> **Information provided**
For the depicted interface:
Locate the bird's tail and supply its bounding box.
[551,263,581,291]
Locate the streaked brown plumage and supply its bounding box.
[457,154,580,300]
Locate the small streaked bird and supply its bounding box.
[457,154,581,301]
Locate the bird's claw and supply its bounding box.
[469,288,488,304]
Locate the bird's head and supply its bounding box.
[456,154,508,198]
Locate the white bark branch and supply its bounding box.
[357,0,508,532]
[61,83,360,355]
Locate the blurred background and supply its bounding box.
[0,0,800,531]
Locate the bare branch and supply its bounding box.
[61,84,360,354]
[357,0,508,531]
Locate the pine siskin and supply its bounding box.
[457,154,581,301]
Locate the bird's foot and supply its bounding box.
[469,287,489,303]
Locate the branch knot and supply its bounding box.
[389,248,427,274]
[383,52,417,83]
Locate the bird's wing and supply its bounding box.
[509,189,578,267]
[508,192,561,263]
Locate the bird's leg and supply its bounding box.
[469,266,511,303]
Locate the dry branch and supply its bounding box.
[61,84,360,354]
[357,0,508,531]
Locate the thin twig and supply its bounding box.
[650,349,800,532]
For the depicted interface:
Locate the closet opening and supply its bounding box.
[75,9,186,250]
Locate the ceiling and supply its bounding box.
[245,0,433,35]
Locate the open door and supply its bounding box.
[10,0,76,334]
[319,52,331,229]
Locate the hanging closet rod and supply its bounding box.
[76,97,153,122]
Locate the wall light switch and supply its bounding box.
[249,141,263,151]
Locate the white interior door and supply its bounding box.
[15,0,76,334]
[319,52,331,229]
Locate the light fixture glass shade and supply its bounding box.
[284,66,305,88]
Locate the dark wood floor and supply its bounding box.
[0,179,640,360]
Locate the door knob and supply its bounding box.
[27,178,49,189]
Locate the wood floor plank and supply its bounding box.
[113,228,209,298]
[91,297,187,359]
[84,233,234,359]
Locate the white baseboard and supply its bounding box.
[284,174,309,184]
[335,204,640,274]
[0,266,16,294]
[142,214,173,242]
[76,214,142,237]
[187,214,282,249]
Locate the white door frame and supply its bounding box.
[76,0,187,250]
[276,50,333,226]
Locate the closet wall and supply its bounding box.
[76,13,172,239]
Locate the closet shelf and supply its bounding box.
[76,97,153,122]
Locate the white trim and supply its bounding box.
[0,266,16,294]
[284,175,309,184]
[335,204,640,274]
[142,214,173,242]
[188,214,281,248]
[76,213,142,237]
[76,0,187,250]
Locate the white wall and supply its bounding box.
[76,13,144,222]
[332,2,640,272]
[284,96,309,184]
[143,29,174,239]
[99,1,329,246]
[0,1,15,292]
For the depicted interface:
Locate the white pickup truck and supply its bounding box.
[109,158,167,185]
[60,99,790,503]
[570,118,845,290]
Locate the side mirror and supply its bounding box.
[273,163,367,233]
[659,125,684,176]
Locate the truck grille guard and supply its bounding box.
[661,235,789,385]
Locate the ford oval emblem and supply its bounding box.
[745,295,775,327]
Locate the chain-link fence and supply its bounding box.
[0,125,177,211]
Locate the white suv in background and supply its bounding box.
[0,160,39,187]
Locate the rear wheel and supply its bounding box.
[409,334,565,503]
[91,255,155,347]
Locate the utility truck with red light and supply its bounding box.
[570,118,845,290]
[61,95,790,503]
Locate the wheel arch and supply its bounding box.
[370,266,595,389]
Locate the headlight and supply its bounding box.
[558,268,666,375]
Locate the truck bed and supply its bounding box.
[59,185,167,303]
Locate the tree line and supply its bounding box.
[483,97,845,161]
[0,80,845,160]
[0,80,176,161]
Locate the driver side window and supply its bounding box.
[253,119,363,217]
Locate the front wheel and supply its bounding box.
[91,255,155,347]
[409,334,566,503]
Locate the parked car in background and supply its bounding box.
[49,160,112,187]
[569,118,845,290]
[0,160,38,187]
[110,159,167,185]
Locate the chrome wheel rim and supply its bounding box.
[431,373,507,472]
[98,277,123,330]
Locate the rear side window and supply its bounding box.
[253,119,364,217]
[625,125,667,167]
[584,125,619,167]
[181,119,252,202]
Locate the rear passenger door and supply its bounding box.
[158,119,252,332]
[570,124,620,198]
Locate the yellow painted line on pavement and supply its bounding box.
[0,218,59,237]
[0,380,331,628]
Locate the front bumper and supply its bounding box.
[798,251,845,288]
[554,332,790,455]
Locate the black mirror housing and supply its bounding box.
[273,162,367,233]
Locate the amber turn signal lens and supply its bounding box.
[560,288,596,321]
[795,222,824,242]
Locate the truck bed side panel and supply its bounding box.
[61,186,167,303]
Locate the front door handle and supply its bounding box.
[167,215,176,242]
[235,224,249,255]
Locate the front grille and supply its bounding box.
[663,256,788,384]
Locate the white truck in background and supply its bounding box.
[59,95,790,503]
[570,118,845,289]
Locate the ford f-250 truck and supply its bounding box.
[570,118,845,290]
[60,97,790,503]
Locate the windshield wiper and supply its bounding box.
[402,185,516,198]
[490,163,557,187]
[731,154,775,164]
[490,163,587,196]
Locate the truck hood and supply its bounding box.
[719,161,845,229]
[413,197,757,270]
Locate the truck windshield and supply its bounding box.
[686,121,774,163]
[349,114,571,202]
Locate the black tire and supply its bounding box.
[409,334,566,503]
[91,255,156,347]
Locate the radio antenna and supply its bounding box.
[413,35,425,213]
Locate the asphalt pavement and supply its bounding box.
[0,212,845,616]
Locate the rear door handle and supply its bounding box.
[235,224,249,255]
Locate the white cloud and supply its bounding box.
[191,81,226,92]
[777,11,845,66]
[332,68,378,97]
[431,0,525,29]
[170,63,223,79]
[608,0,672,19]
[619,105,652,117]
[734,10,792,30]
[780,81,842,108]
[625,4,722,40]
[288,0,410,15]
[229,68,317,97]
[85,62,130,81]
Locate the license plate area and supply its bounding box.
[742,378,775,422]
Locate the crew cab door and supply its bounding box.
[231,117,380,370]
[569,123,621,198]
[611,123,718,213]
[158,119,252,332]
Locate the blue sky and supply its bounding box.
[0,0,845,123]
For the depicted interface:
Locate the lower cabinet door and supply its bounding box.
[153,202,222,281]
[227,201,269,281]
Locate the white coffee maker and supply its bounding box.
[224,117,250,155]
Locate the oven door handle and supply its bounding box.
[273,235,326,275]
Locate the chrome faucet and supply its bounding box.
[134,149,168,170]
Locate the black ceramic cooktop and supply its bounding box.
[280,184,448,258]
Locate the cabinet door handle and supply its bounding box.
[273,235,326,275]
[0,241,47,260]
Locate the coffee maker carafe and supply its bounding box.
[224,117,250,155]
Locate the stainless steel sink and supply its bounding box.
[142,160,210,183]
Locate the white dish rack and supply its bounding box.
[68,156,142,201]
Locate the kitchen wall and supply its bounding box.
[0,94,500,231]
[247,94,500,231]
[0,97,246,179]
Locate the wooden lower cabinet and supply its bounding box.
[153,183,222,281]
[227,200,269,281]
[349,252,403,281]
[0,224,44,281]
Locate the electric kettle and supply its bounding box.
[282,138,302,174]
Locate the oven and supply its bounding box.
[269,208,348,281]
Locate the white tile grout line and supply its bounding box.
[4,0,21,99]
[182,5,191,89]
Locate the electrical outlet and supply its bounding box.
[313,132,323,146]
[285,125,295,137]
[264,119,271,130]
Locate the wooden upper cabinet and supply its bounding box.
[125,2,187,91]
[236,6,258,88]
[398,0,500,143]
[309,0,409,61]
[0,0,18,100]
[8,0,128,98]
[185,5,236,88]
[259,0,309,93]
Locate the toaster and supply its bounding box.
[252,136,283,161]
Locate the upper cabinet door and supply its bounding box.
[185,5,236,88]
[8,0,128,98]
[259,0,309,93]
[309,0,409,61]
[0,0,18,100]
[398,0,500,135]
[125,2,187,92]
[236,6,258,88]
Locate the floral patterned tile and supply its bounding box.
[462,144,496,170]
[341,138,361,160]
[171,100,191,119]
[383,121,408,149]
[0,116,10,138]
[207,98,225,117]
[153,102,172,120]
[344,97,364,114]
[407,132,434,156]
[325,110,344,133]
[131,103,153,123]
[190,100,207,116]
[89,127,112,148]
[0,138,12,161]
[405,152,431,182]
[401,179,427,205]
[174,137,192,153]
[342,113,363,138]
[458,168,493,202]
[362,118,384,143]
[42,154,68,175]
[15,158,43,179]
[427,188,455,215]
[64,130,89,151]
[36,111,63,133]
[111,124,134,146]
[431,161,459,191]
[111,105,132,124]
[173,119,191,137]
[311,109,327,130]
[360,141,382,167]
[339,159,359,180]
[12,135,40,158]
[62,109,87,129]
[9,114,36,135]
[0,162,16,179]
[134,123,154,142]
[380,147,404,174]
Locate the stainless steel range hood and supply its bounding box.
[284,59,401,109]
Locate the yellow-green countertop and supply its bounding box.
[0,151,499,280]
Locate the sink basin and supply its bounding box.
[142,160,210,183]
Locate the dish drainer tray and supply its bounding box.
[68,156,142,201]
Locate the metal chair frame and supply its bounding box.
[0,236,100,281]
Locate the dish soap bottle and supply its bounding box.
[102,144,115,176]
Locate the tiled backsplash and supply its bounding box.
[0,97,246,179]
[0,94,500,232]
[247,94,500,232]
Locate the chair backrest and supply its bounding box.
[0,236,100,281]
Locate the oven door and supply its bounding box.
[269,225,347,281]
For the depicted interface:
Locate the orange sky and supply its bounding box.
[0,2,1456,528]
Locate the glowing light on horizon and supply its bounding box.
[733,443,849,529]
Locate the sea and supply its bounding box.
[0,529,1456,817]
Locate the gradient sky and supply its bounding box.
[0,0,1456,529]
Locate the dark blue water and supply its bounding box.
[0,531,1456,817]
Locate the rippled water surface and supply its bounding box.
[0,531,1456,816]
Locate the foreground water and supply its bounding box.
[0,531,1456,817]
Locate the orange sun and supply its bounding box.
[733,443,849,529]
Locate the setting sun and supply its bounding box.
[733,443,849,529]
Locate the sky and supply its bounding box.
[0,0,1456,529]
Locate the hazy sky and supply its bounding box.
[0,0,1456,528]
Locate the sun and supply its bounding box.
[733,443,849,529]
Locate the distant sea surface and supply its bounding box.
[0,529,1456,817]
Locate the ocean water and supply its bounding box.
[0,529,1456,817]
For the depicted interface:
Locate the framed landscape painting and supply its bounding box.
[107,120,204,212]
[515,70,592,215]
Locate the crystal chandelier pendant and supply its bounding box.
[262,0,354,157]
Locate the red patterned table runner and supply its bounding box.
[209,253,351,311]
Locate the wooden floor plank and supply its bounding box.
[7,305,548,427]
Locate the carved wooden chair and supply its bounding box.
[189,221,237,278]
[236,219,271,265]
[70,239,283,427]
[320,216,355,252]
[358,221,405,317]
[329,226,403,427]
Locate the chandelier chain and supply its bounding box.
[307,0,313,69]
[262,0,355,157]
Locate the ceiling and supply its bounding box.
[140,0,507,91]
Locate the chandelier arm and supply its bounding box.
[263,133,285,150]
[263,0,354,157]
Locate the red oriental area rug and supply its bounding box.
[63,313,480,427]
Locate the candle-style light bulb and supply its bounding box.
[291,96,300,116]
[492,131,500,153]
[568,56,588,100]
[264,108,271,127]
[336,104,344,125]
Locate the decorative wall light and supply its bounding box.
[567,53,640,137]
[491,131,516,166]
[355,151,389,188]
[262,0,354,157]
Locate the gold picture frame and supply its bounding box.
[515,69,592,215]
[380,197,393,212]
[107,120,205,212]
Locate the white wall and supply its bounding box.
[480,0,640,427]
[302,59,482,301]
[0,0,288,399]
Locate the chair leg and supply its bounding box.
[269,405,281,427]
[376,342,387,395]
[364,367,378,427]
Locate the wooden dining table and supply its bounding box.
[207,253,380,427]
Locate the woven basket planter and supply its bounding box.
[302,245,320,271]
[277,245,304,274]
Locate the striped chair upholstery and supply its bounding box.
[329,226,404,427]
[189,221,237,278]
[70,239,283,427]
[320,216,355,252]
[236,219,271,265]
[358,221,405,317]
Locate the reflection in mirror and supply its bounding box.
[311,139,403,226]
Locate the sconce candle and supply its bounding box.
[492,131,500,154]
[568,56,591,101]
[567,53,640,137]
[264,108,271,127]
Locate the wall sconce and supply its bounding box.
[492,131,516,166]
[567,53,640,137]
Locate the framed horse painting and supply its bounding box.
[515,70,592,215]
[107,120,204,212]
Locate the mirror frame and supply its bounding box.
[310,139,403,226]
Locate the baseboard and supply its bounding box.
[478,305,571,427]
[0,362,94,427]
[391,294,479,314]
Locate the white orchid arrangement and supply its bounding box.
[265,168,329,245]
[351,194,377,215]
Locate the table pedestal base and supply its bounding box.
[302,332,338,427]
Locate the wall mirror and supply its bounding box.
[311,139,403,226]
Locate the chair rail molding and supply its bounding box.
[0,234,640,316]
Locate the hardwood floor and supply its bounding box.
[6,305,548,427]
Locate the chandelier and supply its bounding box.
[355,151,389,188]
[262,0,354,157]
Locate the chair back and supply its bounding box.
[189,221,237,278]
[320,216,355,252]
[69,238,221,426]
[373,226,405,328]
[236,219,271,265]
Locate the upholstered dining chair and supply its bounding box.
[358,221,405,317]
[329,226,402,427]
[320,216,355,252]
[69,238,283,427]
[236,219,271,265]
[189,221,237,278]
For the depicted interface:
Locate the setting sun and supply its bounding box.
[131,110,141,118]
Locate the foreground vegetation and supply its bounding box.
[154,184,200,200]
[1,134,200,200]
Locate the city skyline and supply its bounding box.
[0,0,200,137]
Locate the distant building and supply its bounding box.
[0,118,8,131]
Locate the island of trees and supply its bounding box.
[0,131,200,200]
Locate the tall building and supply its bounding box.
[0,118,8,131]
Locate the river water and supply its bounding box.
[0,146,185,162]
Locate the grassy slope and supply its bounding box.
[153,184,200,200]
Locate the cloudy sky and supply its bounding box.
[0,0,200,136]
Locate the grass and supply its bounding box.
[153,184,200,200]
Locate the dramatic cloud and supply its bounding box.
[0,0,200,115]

> **Request**
Give the material as a two-column CSV with columns text and answer, starting at the line that contains "Locate the tall" and ending at the end of the material, with one row pairing each line of wording with the bounding box under it. Put every field in quotation marks and turn any line breaks into spaces.

> **Final result**
text,answer
"Locate the tall building and supply its bounding box.","[0,118,8,131]"
"Locate the river water and supply its bounding box.","[0,146,185,162]"
"Locate the grassy slope and supply its bounding box.","[153,184,200,200]"
"Locate the cloudy sky and supply its bounding box.","[0,0,200,136]"
"Locate the grass and supply its bounding box.","[153,184,200,200]"
"Locate the dramatic cloud and supply its bounding box.","[0,0,200,115]"